SolarWorld, which is based in Germany and runs a factory in Oregon, said previously that tariffs are necessary to help American manufactures stay competitive and in business. The other side, which includes not only Chinese manufacturers but also project developers and equipment retailers that have benefited from cheaper solar panels, warned of rising installation costs and severe job losses. As we pointed out last week, neither prediction has come true so far since the preliminary tariffs went into effect.

In fact, solar panel prices have continued to fall because of other global economic market forces at work. The biggest factor: supply and demand remains out of whack for the global solar market. The glut began to show its impact and push down solar panel prices in early 2011, and its presence still lingers. Chinese manufacturers have continued to suffer big financial losses, along with their rivals in Europe, Japan and the U.S. After building up a big solar manufacturing base and export business, the Chinese government now is reportedly working on rescuing some of the biggest solar manufacturers and forcing a consolidation.

But lower panel prices have benefited project developers and installers. The U.S. market for solar panel installations is forecast to grow 71 percent in 2012 from the previous year.

The commerce’s decision isn’t the end of the trade case though. The U.S. International Trade Commission is investigating the same complaint, and it’s set to decide whether Chinese manufacturers’ actions have hurt American manufacturers. The final decision on the tariffs by the commerce department will be in effect only if the trade commission finds that American manufacturers have suffered harm. The commission, which did find harm in a preliminary decision last December, is set to issue its final decision on Nov. 7.

========================================

* [CHALLENGE] According to the solar tariff article, in which countries or regions have solar manufacturers suffered big financial losses? List all of them.

* [MATERIAL PROVIDED]
========================================

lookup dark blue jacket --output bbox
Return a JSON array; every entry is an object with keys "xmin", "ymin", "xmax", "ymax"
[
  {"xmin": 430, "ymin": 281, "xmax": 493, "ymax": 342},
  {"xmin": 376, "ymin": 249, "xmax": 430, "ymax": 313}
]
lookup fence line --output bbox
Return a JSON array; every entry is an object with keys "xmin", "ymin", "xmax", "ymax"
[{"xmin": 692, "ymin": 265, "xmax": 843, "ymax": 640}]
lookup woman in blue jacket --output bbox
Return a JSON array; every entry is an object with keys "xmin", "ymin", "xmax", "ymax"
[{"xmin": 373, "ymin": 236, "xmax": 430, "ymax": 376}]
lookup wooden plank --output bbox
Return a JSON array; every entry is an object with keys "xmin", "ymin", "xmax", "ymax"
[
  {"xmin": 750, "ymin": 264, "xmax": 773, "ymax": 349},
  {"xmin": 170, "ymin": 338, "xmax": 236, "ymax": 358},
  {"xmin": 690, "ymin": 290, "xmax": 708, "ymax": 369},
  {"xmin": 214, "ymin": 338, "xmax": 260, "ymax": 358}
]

========================================

* [EXERCISE RESPONSE] China, Europe, Japan and the U.S.